Reproduce the court summary below on Magee's DNA search warrant word for word, in its entirety.

__GIVEN PASSAGE__
• • • •
Officer Heath obtained search warrants to collect Magee’s DNA. Heath told Magee he had a search warrant for his DNA. Magee appeared eager to prove the red baseball cap found in Picayune was not his and, according to Heath, did not object to providing a DNA sample. Magee’s sample connected him to the ski mask found in the woods in Poplarville near where Magee had been picked up.
Magee was convicted of armed robbery and kidnaping and sentenced to 60 years. On appeal, he argued the search warrant was deficient. MCOA affirmed.
In Daniel v. State, 536 So. 2d 1319 (Miss. 1988), the MSC said that an intrusion into the human body for testing, such as taking a DNA swab, is a search and seizure protected by the Fourth Amendment. So, absent an emergency, a search warrant was required to take Magee’s mouth swab.
As to the consent finding by the trial judge, it appears Magee consented only after being advised of the search warrant. The U.S. Supreme Court in Bumper v. North Carolina, 391 U.S. 543 (1968) held there can be no consent after the officer conducting the search has asserted he possesses a warrant.
So we must decide whether the warrant was sufficient on its face to authorize the collection of Magee’s DNA. And, if not, whether the DNA was admissible under the good faith exception.
A. Search warrant
The affidavit supporting the warrant is based on a general form utilized by various law enforcement agencies in Mississippi. The warrant listed the address of the Poplarville Jail as the place to be searched. It identified Magee as controller of the place to be searched and specifically described “D.N.A. in any or all forms that can be collected” as the things to be seized.
Magee argues the resulting warrant only authorized a search of the area of the jail controlled by Magee—not Magee himself. He relies on U.S. Supreme Court case Ybarra v. Illinois, 444 U.S. 85 (1979) which held that a search warrant for a place cannot be imputed to a person who happens to be located in the same place at the time of the search.
• • • •
__GIVEN INFORMATION__
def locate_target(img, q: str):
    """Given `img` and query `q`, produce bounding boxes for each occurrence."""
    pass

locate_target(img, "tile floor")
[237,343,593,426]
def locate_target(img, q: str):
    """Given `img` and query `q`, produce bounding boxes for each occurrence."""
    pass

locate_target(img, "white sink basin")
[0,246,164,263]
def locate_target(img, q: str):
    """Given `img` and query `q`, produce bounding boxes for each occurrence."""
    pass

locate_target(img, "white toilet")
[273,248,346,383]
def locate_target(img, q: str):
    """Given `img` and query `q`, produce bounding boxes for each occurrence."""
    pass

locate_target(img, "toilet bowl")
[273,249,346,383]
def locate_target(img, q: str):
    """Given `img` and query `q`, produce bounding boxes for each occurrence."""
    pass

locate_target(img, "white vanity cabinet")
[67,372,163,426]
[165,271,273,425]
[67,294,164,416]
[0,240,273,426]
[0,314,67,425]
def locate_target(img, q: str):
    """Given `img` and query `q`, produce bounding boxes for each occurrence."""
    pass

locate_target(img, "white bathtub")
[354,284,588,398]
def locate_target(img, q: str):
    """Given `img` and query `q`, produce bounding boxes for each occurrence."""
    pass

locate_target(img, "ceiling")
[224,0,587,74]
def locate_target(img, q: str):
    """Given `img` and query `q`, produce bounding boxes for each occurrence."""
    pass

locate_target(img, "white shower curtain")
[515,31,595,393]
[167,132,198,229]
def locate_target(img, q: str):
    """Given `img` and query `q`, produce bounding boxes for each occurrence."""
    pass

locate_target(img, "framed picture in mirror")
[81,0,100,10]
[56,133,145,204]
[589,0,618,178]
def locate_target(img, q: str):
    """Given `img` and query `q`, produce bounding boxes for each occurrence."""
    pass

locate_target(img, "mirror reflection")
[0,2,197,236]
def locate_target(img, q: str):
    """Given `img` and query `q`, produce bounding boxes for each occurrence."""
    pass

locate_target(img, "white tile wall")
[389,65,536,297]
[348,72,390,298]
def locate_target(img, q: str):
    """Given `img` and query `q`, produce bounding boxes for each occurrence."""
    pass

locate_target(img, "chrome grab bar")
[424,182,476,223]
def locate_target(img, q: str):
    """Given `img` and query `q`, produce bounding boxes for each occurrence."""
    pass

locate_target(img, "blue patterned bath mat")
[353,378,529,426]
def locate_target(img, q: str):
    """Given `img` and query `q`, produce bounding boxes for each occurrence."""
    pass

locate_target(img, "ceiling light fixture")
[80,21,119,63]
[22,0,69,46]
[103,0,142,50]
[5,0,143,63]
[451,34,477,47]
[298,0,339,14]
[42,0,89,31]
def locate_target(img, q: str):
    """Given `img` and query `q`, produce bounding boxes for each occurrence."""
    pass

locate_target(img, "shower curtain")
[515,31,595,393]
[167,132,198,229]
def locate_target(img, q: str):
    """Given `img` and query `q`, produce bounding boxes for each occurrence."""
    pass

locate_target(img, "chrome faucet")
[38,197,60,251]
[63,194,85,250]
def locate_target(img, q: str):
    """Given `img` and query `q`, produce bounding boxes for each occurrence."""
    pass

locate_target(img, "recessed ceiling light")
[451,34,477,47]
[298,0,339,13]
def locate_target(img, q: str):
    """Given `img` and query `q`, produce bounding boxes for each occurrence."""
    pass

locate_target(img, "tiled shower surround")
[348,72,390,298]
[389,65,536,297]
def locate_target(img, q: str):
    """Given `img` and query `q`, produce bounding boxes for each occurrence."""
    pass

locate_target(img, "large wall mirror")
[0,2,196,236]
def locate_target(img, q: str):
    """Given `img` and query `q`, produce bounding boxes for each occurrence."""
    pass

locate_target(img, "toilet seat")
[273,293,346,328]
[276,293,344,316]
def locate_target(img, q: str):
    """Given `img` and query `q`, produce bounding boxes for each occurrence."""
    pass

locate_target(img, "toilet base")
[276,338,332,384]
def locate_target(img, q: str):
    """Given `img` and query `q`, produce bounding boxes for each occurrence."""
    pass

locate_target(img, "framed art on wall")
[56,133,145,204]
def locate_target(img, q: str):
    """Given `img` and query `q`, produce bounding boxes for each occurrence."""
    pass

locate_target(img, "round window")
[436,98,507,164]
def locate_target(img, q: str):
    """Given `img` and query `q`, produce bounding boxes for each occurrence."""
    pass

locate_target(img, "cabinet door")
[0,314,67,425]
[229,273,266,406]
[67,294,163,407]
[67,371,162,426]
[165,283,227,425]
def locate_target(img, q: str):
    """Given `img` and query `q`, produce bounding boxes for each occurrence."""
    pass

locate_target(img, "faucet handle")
• • • •
__OUTPUT OF THE EXERCISE__
Officer Heath obtained search warrants to collect Magee’s DNA. Heath told Magee he had a search warrant for his DNA. Magee appeared eager to prove the red baseball cap found in Picayune was not his and, according to Heath, did not object to providing a DNA sample. Magee’s sample connected him to the ski mask found in the woods in Poplarville near where Magee had been picked up.
Magee was convicted of armed robbery and kidnaping and sentenced to 60 years. On appeal, he argued the search warrant was deficient. MCOA affirmed.
In Daniel v. State, 536 So. 2d 1319 (Miss. 1988), the MSC said that an intrusion into the human body for testing, such as taking a DNA swab, is a search and seizure protected by the Fourth Amendment. So, absent an emergency, a search warrant was required to take Magee’s mouth swab.
As to the consent finding by the trial judge, it appears Magee consented only after being advised of the search warrant. The U.S. Supreme Court in Bumper v. North Carolina, 391 U.S. 543 (1968) held there can be no consent after the officer conducting the search has asserted he possesses a warrant.
So we must decide whether the warrant was sufficient on its face to authorize the collection of Magee’s DNA. And, if not, whether the DNA was admissible under the good faith exception.
A. Search warrant
The affidavit supporting the warrant is based on a general form utilized by various law enforcement agencies in Mississippi. The warrant listed the address of the Poplarville Jail as the place to be searched. It identified Magee as controller of the place to be searched and specifically described “D.N.A. in any or all forms that can be collected” as the things to be seized.
Magee argues the resulting warrant only authorized a search of the area of the jail controlled by Magee—not Magee himself. He relies on U.S. Supreme Court case Ybarra v. Illinois, 444 U.S. 85 (1979) which held that a search warrant for a place cannot be imputed to a person who happens to be located in the same place at the time of the search.